_TEXTE À LIRE:_
- - -
LES
MAUVAIS COMBATS DU CONSEIL DE L'EUROPE Par
PHILIPPE UAÉUQ (Le Monde Diplomatique, Juin 2001) « RACISME,
pédophilie, terrorisme, contrefaçon » : étrange association
de mots, qui revient comme un refrain dès qu'il s'agit d'Internet. Pour
chacune de ces catégories de crimes et délits, les exemples, plus ou
moins dramatiques, ne manquent certes pas. Mais, au moment où le débat
mondial sur la propriété intellectuelle commence à prendre de l'ampleur,
que vient faire, au milieu de cet amalgame, la contrefaçon ? Et
pourquoi le Conseil de l'Europe, dans son projet de convention sur le
cybercrime, cherche-t-il à « criminaliser » les atteintes
à la propriété intellectuelle ?
A Washington, un important rapport officiel recense,
parmi « les menaces globales contre la sécurité des Etats-Unis »,
le terrorisme, le trafic de drogues, de femmes ou de réfugiés, les
transferts illicites de technologie, la fraude financière et... la contrefaçon (1).
Le Conseil de l'Europe, apparemment, partage cette analyse : élaboré
avec la participation de pays « observateurs » comme les Etats-Unis,
le Canada, le Japon et l'Afrique du Sud, son projet de convention sur
la cyber-criminalité (2) vient d'obtenir
le soutien de son Assemblée parlementaire. Si la convention est adoptée - il suffit, pour qu'elle
entre en vigueur, que cinq Etats ayant participé à son élaboration,
y compris au moins trois Etats membres du Conseil de l'Europe, expriment
leur consentement à être liés par elle -, elle deviendra le premier
instrument juridique multilatéral à traiter des problèmes liés aux activités
criminelles sur les réseaux globaux de communication. Une triple ambition inspire ce projet : harmoniser
les lois nationales et les incriminations dans le domaine de la cybercriminalité ;
donner aux autorités les moyens d'accéder aux données de connexion à
des fins d'enquête et de recherche de preuves (3) ;
développer des mécanismes de coopération juridique internationale et
d'entraide spécifique en matière pénale pour lutter contre le cybercrime. Le texte est inquiétant à plus d'un titre : il
contient, d'une part, des dispo sitions permettant un accès aux données
personnelles que de nombreux observateurs jugent « liberticides ».
- - -
_QUESTIONS À TRAITER:_
- 1) Répondez à ces questions d'après l'article sur la cybercriminalité :
(a) Quels pays ont pris part, comme observateurs, à l'élaboration du projet de convention ?
(b) Combien d'États doivent donner leur consentement pour que la convention entre en vigueur, et combien d'entre eux au moins doivent être membres du Conseil de l'Europe ?
(c) Quel organe du Conseil de l'Europe vient d'apporter son soutien au projet ?
- 2) Reprenez l'article sur la cybercriminalité à la suite de sa dernière phrase et poursuivez-le en quelques phrases.
Les données ci-dessous forment un ensemble à part, distinct de l'article.
- - -
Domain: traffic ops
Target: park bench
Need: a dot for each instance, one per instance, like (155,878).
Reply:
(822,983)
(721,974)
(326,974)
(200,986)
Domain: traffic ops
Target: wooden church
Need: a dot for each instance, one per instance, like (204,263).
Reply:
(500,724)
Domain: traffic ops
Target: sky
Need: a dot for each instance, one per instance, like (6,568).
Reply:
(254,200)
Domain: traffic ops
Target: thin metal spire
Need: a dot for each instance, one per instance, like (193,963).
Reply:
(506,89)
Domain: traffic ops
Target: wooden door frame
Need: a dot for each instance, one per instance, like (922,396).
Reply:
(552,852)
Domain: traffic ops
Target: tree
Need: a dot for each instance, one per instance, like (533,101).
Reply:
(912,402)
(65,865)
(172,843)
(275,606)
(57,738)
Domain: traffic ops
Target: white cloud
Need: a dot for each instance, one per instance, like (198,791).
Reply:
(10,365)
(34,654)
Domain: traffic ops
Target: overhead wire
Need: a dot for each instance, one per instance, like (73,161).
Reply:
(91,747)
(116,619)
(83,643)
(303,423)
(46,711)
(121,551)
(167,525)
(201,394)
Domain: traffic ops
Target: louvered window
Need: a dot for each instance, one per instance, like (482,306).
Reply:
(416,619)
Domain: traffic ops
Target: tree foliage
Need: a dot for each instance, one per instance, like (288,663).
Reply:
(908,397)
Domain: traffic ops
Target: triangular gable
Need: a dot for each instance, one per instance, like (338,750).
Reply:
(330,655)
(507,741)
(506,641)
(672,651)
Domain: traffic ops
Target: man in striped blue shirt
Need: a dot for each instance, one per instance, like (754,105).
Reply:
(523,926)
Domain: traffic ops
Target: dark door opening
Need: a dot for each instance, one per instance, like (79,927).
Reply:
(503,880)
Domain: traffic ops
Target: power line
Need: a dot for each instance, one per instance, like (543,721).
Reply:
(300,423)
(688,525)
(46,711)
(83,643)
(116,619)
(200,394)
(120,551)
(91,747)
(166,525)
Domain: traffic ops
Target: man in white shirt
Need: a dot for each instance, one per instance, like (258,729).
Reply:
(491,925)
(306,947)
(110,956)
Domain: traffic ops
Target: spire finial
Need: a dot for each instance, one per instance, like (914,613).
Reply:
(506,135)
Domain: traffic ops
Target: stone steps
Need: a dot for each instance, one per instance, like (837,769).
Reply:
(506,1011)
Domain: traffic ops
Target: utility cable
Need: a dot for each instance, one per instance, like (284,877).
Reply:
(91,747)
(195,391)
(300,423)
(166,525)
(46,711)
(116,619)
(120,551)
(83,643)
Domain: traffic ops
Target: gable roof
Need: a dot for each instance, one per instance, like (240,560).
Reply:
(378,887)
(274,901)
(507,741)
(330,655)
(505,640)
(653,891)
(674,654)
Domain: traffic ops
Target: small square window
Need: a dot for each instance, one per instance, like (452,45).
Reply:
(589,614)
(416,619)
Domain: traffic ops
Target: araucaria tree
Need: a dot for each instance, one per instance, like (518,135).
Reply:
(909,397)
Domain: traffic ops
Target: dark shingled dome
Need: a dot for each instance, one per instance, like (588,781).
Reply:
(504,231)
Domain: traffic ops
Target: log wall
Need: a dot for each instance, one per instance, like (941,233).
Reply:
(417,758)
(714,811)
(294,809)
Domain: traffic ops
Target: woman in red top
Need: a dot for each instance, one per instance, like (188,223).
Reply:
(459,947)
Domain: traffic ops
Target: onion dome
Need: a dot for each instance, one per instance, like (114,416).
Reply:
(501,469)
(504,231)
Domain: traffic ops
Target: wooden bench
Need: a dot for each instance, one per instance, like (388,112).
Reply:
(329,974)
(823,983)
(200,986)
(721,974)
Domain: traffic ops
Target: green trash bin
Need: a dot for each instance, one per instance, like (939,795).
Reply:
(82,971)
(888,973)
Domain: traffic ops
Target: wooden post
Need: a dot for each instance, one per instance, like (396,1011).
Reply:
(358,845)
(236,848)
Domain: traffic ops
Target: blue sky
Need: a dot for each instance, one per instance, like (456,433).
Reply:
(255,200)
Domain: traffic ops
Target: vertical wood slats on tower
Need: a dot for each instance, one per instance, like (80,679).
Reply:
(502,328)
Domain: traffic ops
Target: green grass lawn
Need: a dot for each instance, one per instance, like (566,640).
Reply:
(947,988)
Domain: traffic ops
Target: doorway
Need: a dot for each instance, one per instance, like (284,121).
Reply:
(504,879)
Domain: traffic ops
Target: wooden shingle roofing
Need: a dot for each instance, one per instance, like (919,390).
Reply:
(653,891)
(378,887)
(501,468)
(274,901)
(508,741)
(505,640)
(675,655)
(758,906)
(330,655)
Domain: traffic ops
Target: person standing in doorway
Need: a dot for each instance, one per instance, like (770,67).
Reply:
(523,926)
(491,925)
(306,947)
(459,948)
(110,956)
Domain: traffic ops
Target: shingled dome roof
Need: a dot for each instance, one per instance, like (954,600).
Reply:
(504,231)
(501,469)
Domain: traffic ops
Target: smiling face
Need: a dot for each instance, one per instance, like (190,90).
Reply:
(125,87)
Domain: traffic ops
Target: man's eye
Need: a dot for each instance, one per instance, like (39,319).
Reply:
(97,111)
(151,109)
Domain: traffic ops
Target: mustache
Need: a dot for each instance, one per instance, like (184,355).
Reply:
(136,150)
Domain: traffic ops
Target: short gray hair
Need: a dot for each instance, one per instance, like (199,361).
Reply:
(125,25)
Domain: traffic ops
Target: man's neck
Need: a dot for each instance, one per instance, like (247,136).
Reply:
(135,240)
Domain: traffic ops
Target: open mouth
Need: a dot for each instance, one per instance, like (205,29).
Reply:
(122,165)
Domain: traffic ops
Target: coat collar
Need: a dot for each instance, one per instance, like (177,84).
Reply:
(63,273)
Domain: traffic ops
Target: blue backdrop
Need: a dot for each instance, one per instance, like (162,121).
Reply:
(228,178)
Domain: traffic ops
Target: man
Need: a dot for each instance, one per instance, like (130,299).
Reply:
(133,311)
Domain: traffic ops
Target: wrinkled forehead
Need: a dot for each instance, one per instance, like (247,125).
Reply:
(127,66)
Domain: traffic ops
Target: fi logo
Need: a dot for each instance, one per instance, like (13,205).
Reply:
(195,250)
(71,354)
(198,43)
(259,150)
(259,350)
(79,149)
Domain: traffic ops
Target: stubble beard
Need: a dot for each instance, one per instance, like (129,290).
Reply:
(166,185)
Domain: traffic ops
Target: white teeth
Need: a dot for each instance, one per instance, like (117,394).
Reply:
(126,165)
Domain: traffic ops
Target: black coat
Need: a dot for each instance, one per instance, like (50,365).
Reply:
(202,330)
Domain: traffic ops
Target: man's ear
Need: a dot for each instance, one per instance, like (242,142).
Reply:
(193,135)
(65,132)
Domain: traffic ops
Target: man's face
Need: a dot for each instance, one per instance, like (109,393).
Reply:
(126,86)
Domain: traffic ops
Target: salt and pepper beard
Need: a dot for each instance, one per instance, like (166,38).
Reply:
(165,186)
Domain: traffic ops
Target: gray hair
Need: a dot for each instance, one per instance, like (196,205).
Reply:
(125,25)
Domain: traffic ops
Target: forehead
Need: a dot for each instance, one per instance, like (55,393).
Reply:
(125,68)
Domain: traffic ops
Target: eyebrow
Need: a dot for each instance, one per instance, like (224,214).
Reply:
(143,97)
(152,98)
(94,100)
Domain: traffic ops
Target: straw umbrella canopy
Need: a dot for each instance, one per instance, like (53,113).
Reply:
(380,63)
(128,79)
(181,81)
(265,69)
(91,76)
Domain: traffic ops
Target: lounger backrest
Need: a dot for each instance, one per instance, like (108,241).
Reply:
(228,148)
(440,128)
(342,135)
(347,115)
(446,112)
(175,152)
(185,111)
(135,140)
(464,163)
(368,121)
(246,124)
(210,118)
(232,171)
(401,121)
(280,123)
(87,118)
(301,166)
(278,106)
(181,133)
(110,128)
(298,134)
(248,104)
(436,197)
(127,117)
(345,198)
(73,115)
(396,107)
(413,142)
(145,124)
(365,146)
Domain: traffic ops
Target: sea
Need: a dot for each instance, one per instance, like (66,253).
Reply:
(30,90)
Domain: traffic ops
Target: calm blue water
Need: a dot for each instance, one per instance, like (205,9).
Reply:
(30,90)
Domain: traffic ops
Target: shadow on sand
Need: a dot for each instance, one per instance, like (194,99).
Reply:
- - -
_RÉPONSES:_
- 1)
(a) Les États-Unis, le Canada, le Japon et l'Afrique du Sud.
(b) Cinq États, dont au moins trois membres du Conseil de l'Europe.
(c) Son Assemblée parlementaire.

- 2)
Ainsi, le président du groupe de travail de la Commission européenne
chargé de la protection des données personnelles, M. Stefano Rodota,
juge que le projet entend « légalement limiter les droits et
libertés fondamentales (4) ».
La convention permet en effet aux « autorités compétentes »
de procéder à la « collecte en temps réel de données relatives
au trafic », et à l'« interception de données relatives
au contenu », en obligeant les fournisseurs de services Internet
à leur prêter assistance. Plus inquiétant, la convention stipule que, si un Etat
n'était pas en mesure d'autoriser sur son territoire de telles mesures
de collecte de données « en raison de son ordre juridique interne »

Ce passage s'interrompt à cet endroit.